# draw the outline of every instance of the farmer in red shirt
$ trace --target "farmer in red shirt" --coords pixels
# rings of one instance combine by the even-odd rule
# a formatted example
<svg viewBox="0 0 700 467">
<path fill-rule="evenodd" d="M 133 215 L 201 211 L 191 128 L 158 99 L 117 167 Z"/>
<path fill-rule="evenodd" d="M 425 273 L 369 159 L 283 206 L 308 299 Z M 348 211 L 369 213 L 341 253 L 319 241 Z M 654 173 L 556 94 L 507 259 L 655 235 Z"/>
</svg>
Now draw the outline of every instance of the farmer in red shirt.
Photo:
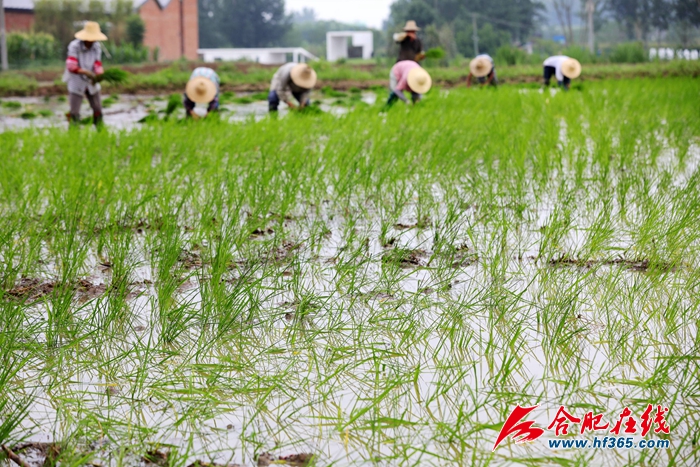
<svg viewBox="0 0 700 467">
<path fill-rule="evenodd" d="M 100 31 L 100 25 L 88 21 L 82 31 L 75 34 L 75 40 L 68 44 L 68 58 L 63 81 L 68 84 L 70 102 L 69 122 L 80 121 L 80 107 L 83 97 L 87 97 L 92 107 L 92 120 L 95 126 L 102 122 L 102 101 L 100 99 L 100 75 L 102 68 L 102 48 L 99 41 L 107 36 Z"/>
</svg>

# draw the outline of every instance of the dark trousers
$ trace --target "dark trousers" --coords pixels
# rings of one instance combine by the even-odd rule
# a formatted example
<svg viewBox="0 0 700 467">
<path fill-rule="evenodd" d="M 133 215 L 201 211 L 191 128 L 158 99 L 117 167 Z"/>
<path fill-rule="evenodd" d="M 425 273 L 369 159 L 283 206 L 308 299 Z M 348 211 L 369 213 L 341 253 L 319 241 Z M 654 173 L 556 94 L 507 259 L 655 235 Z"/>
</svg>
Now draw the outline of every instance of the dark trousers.
<svg viewBox="0 0 700 467">
<path fill-rule="evenodd" d="M 292 95 L 294 96 L 294 99 L 299 102 L 301 105 L 301 99 L 302 96 L 304 95 L 303 92 L 292 92 Z M 270 94 L 267 96 L 267 103 L 269 104 L 270 107 L 270 112 L 277 112 L 280 106 L 280 96 L 277 95 L 277 91 L 270 91 Z M 311 101 L 309 99 L 306 99 L 306 102 L 303 102 L 304 105 L 309 105 Z"/>
<path fill-rule="evenodd" d="M 544 67 L 544 85 L 549 86 L 549 81 L 552 79 L 552 76 L 556 75 L 557 69 L 554 68 L 553 66 L 545 66 Z M 569 89 L 569 85 L 571 84 L 571 80 L 564 76 L 564 81 L 559 81 L 558 82 L 559 86 L 564 86 L 566 89 Z"/>
</svg>

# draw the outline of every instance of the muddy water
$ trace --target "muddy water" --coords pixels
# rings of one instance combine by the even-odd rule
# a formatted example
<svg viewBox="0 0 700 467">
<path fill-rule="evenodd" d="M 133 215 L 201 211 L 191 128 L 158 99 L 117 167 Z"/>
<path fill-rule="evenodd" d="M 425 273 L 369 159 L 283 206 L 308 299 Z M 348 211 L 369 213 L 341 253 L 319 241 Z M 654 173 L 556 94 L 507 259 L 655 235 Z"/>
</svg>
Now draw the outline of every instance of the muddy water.
<svg viewBox="0 0 700 467">
<path fill-rule="evenodd" d="M 240 94 L 238 97 L 247 97 Z M 139 125 L 139 120 L 149 113 L 156 112 L 162 117 L 167 106 L 168 96 L 134 96 L 121 94 L 118 96 L 102 96 L 103 103 L 108 102 L 103 110 L 104 122 L 109 128 L 131 129 Z M 334 115 L 346 113 L 349 107 L 337 105 L 338 99 L 327 99 L 323 96 L 315 96 L 320 101 L 320 108 L 324 112 Z M 374 93 L 363 93 L 361 101 L 373 105 L 377 100 Z M 17 106 L 16 103 L 19 103 Z M 250 104 L 223 104 L 222 118 L 228 121 L 244 121 L 249 118 L 259 120 L 268 114 L 266 101 L 256 101 Z M 69 110 L 68 102 L 61 97 L 13 97 L 0 99 L 0 132 L 18 130 L 22 128 L 63 127 L 68 128 L 66 113 Z M 203 110 L 203 109 L 202 109 Z M 288 108 L 281 104 L 279 114 L 287 114 Z M 27 118 L 27 114 L 34 114 Z M 81 116 L 91 115 L 87 100 L 83 102 Z M 184 117 L 182 108 L 176 110 L 177 118 Z"/>
</svg>

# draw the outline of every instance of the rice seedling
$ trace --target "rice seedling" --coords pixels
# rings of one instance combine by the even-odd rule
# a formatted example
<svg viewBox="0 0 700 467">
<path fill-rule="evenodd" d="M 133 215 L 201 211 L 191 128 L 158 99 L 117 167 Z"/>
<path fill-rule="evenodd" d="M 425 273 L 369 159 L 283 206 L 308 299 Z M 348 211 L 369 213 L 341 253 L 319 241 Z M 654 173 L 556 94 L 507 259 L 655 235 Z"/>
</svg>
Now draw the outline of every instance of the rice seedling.
<svg viewBox="0 0 700 467">
<path fill-rule="evenodd" d="M 587 82 L 2 133 L 0 444 L 31 465 L 695 465 L 697 97 Z M 493 451 L 517 404 L 542 428 L 660 404 L 670 433 L 646 439 L 670 448 L 550 430 Z"/>
</svg>

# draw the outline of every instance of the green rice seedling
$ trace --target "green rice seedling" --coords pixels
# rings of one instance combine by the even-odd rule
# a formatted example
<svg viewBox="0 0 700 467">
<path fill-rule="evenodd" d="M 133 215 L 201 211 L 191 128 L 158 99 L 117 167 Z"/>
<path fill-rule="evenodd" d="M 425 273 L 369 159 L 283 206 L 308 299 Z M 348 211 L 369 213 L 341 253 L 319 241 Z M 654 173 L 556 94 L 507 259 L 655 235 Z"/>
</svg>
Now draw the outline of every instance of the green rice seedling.
<svg viewBox="0 0 700 467">
<path fill-rule="evenodd" d="M 49 464 L 693 465 L 696 97 L 587 81 L 6 131 L 0 387 L 28 410 L 4 439 L 52 436 Z M 516 404 L 546 429 L 650 403 L 671 449 L 492 450 Z"/>
<path fill-rule="evenodd" d="M 129 72 L 116 67 L 107 68 L 105 72 L 100 75 L 102 81 L 106 81 L 110 84 L 123 84 L 129 80 L 129 77 Z"/>
<path fill-rule="evenodd" d="M 2 103 L 2 106 L 5 107 L 6 109 L 21 109 L 22 108 L 22 103 L 18 101 L 4 101 Z"/>
</svg>

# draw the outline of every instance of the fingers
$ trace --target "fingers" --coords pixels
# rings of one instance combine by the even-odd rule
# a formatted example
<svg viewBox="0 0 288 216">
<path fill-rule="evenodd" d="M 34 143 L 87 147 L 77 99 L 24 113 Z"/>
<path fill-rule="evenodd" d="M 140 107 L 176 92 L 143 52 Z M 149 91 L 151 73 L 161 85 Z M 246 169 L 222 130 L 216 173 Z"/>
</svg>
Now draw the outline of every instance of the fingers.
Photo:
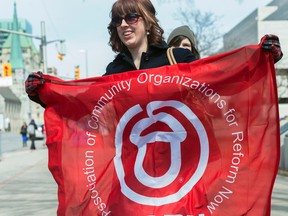
<svg viewBox="0 0 288 216">
<path fill-rule="evenodd" d="M 25 90 L 26 93 L 30 96 L 37 95 L 37 88 L 40 85 L 43 85 L 45 80 L 42 78 L 42 72 L 34 72 L 29 74 L 28 78 L 25 81 Z"/>
<path fill-rule="evenodd" d="M 271 52 L 275 63 L 279 61 L 283 56 L 280 41 L 277 35 L 267 34 L 262 37 L 261 48 Z"/>
</svg>

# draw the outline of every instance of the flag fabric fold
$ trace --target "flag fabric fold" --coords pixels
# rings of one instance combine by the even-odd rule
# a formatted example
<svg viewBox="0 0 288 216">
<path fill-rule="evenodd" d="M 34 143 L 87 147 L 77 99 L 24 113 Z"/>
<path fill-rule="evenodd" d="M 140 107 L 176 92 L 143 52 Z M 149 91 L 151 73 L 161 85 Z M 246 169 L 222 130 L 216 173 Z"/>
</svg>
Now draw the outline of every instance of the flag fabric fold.
<svg viewBox="0 0 288 216">
<path fill-rule="evenodd" d="M 104 77 L 43 77 L 58 215 L 270 215 L 277 86 L 259 45 Z"/>
</svg>

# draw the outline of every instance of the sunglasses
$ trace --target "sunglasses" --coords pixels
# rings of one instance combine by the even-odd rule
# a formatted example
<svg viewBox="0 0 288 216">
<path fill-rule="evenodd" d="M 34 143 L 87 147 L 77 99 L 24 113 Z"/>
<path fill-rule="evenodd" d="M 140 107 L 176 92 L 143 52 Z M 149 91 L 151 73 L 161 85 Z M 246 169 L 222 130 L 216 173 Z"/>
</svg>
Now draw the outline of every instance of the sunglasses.
<svg viewBox="0 0 288 216">
<path fill-rule="evenodd" d="M 112 18 L 111 24 L 114 27 L 119 27 L 122 24 L 123 19 L 125 20 L 127 24 L 134 24 L 138 22 L 139 17 L 141 17 L 141 15 L 137 13 L 129 13 L 129 14 L 126 14 L 124 17 L 116 16 Z"/>
</svg>

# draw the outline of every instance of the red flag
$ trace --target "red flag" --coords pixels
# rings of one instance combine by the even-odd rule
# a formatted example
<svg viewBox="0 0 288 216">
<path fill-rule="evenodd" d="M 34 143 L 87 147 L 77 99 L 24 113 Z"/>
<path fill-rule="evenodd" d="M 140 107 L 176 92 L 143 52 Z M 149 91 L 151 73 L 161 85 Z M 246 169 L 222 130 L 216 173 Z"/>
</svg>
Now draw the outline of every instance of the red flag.
<svg viewBox="0 0 288 216">
<path fill-rule="evenodd" d="M 40 98 L 58 215 L 270 215 L 279 162 L 273 58 L 62 81 Z"/>
</svg>

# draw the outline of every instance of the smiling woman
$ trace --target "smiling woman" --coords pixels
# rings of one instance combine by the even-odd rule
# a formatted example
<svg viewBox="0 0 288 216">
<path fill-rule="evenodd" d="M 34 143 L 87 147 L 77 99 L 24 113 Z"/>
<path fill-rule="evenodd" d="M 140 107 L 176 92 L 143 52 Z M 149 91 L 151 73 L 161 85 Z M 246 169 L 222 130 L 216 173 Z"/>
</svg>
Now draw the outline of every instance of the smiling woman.
<svg viewBox="0 0 288 216">
<path fill-rule="evenodd" d="M 150 0 L 118 0 L 110 16 L 109 44 L 119 54 L 107 66 L 105 75 L 169 65 L 164 31 Z M 175 49 L 173 54 L 177 63 L 196 59 L 184 49 Z"/>
</svg>

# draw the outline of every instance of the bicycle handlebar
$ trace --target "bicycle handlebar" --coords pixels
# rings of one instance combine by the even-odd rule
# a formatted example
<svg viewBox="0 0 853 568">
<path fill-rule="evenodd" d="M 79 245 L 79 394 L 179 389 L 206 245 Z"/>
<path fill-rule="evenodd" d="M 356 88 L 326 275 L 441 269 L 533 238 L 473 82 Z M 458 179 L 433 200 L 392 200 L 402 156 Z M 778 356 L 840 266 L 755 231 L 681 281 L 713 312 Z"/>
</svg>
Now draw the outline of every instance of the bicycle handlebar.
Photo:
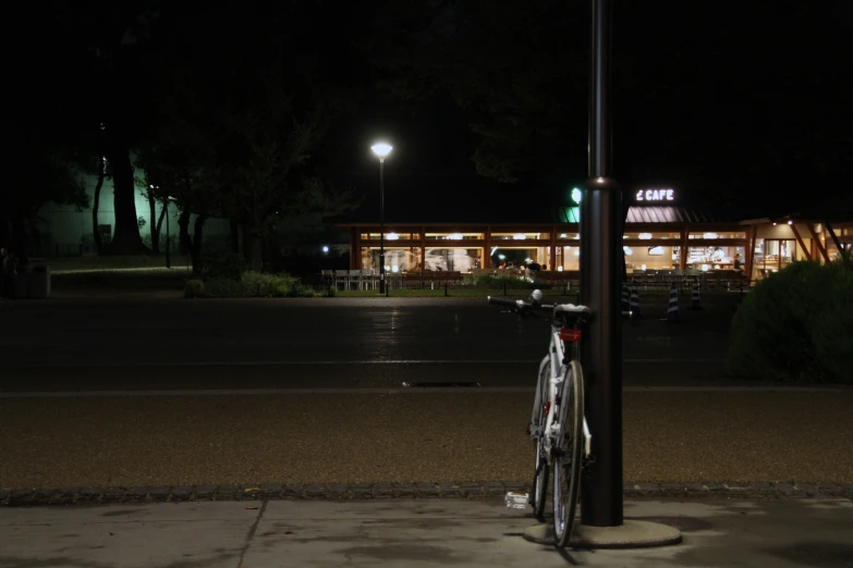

▸ **Directions**:
Report each line in the rows above that contains the word "dark", copied in full.

▸ **Correct output**:
# draw the outline of every instance of the dark trousers
$ trace --target "dark trousers" --coords pixels
Now draw the outline of every instance of the dark trousers.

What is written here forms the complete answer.